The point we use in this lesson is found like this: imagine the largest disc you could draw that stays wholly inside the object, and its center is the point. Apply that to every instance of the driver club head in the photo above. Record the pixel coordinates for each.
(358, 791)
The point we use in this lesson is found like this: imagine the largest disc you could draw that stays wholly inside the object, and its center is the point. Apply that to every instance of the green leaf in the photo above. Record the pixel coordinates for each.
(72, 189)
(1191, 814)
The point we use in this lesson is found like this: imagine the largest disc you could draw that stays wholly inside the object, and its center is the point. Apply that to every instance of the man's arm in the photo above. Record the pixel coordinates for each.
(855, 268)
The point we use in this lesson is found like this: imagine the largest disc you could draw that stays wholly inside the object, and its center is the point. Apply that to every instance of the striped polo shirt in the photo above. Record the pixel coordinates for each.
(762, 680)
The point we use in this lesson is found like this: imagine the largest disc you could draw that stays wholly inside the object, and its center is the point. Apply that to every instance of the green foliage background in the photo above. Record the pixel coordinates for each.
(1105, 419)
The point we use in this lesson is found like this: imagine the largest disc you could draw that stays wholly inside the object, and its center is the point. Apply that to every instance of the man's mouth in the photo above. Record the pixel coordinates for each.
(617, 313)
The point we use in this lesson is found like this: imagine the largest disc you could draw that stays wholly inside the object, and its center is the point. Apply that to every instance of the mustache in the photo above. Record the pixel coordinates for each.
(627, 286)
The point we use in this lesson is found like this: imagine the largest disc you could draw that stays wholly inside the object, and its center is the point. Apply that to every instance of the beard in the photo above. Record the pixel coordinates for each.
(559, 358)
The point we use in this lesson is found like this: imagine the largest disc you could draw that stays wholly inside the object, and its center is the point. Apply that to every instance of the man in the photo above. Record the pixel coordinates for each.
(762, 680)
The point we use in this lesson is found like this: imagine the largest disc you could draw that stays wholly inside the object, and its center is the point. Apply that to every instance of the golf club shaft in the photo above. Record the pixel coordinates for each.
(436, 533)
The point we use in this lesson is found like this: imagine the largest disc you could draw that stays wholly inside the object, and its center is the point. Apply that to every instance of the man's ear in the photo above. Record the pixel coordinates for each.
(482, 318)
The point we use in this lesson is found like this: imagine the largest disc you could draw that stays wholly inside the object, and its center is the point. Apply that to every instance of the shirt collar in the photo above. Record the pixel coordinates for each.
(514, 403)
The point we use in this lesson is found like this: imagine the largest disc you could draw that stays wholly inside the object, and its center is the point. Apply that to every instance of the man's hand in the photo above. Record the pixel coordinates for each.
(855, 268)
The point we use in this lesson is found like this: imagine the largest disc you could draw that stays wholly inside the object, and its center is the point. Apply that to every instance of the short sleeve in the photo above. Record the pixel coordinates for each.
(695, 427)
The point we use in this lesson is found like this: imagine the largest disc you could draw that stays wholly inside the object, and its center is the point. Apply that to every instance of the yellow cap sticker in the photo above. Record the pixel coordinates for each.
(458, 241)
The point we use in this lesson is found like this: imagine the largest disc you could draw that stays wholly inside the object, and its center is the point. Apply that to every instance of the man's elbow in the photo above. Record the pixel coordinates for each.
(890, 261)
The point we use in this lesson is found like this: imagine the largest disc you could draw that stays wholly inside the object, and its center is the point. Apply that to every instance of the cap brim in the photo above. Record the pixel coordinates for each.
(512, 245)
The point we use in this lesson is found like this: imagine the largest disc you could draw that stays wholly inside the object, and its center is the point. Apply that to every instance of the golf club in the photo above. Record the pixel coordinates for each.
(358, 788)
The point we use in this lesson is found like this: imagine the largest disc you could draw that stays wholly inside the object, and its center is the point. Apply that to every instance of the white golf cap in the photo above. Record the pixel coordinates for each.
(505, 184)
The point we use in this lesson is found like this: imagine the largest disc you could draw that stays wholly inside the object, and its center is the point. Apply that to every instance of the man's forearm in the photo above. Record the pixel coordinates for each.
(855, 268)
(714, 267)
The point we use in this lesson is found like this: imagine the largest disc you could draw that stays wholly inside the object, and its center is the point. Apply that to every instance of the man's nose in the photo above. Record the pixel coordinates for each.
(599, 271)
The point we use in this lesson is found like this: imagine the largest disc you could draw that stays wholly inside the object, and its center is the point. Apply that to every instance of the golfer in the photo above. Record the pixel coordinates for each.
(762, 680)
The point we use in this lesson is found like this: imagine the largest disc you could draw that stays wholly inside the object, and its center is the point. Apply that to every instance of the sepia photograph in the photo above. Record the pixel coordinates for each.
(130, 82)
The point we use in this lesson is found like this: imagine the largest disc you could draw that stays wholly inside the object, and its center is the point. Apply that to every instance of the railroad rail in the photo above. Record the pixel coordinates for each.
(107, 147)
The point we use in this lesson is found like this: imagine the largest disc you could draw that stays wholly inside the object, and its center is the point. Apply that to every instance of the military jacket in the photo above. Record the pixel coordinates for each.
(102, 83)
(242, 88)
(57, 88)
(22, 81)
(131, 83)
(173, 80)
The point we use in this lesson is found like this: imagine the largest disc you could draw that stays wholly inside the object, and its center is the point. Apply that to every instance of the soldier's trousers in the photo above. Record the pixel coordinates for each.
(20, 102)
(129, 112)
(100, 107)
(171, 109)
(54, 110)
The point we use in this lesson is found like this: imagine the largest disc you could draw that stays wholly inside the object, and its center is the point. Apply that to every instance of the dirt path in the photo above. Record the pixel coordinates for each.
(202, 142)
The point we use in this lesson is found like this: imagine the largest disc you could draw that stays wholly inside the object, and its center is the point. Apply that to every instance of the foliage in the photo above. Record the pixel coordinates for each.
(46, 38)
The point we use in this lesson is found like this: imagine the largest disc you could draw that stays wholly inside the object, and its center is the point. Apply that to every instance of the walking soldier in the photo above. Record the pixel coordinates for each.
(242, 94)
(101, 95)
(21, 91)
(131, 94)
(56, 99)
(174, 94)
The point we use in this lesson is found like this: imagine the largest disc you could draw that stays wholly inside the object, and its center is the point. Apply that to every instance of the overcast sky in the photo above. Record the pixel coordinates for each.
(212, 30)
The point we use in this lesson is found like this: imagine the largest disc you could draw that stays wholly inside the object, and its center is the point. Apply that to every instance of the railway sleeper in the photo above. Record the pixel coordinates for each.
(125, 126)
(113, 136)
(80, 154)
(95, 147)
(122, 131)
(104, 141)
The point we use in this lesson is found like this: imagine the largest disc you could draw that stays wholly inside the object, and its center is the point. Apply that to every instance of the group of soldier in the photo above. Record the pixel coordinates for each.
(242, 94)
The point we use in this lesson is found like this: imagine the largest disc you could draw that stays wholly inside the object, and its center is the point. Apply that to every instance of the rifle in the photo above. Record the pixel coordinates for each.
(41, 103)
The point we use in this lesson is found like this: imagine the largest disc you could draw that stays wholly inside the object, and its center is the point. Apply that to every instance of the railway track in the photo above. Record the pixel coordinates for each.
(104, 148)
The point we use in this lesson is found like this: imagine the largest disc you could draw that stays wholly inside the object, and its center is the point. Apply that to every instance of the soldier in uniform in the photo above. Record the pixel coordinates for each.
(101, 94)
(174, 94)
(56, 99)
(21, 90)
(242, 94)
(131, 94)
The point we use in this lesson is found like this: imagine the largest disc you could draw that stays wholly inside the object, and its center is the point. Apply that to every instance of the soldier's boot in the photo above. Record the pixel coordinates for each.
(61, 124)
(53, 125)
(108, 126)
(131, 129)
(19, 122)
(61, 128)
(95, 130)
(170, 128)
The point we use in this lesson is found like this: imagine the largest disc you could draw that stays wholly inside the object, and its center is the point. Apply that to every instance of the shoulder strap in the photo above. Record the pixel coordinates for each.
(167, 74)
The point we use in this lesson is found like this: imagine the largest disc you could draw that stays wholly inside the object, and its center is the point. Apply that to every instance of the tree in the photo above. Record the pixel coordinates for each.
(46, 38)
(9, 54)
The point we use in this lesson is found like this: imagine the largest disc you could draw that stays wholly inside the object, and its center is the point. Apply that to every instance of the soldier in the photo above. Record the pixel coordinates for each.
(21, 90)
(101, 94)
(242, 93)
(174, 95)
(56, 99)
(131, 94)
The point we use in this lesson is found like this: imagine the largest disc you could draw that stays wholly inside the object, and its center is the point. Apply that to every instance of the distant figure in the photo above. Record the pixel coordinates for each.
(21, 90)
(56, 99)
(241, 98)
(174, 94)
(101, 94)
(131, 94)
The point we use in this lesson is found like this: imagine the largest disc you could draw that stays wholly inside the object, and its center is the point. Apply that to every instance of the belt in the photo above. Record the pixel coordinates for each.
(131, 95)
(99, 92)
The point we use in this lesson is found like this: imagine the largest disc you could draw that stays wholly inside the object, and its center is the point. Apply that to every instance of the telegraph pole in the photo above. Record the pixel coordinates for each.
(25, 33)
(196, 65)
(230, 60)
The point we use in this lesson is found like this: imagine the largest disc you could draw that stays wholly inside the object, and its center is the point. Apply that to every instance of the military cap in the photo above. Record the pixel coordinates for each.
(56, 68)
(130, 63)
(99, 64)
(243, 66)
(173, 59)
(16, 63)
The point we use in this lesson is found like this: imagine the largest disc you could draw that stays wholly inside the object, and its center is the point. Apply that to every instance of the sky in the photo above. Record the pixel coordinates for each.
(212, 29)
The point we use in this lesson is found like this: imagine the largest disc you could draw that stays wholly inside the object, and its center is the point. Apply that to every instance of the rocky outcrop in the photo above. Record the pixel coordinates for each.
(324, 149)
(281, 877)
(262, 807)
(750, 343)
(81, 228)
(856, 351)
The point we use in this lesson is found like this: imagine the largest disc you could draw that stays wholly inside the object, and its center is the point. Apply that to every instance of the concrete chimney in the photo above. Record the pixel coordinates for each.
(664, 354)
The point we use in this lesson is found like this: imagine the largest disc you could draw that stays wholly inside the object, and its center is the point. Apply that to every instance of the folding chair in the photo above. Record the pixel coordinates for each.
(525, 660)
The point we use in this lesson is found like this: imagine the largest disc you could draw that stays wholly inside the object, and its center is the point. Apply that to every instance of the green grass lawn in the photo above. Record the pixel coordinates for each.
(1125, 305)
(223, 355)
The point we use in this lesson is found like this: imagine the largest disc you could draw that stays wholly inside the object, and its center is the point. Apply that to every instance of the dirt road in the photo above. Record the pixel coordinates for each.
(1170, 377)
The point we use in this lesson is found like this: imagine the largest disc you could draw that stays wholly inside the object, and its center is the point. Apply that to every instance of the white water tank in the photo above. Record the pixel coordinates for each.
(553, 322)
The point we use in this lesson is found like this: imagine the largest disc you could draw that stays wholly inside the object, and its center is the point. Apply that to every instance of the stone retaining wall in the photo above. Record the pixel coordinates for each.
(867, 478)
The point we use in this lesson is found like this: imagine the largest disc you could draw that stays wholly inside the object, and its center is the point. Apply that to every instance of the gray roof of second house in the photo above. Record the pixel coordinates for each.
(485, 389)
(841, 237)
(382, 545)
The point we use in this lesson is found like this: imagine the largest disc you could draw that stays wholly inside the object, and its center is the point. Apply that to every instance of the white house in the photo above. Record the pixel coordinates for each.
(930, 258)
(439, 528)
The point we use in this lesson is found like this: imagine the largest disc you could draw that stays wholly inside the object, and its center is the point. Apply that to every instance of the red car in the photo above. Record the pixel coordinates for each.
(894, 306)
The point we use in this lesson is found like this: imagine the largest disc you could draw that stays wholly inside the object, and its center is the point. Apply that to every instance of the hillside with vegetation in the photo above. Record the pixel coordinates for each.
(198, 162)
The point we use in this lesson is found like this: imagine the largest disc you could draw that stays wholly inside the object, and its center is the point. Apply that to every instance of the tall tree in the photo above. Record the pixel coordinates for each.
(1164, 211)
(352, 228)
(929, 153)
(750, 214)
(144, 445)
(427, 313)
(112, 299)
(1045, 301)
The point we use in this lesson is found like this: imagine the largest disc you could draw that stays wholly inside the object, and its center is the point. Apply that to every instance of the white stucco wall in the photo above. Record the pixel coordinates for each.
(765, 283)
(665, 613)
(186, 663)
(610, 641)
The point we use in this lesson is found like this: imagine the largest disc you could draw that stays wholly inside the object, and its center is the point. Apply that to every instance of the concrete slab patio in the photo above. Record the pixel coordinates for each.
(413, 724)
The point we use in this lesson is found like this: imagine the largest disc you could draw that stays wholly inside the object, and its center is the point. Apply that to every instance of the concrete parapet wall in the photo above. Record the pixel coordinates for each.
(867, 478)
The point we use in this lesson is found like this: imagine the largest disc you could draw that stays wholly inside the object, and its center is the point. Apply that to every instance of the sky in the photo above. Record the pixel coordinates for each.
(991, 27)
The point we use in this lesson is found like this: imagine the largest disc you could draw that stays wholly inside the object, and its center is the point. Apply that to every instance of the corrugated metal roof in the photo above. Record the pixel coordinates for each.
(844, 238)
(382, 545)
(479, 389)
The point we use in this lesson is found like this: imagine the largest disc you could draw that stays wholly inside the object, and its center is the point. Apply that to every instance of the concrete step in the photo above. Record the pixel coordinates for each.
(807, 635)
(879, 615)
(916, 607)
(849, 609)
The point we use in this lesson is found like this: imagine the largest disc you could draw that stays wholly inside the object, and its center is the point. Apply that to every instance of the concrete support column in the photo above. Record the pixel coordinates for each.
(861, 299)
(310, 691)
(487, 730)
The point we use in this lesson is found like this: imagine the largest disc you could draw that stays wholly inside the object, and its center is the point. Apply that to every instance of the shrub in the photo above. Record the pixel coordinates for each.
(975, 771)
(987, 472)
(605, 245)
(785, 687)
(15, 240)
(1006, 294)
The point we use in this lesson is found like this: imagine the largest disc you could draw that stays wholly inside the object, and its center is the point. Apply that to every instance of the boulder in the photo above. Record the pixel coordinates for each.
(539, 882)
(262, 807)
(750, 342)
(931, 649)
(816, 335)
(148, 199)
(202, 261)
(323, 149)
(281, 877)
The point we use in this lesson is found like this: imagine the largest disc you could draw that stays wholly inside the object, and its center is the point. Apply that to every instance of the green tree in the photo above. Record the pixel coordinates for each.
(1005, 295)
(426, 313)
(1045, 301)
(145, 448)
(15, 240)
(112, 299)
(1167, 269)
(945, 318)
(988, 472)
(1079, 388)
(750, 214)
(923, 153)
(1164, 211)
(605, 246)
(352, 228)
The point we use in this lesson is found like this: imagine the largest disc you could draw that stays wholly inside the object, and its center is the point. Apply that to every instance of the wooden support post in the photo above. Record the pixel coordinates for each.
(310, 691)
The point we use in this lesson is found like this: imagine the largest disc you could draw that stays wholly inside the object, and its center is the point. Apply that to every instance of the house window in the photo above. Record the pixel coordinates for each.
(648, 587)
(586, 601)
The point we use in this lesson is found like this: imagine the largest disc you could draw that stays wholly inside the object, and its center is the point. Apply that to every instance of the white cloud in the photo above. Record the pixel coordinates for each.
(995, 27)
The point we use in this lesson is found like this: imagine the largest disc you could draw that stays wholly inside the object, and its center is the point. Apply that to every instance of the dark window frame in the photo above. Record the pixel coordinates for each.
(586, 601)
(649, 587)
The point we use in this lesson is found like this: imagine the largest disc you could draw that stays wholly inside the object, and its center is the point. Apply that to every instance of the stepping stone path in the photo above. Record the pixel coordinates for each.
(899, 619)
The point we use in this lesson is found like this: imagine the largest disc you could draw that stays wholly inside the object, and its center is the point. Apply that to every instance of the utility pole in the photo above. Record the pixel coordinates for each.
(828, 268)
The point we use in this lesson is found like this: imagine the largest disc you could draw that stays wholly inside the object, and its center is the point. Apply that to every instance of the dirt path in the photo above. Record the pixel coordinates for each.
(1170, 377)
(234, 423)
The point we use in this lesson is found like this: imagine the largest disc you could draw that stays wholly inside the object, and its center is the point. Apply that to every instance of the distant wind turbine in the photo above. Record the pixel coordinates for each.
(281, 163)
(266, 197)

★ ★ ★ ★

--- PROBLEM TO WORK ON ---
Could you give again exactly the lines from the line containing "the distant wind" through the final line of the data above, and no others?

--- WRITTEN SOLUTION ---
The point we use in this lesson is found like this: imagine the largest disc you could draw that stays wholly inside the object, and its center is the point. Apply that to every instance of the distant wind turbine in the photo above. Record the pixel coordinates for each.
(281, 163)
(266, 197)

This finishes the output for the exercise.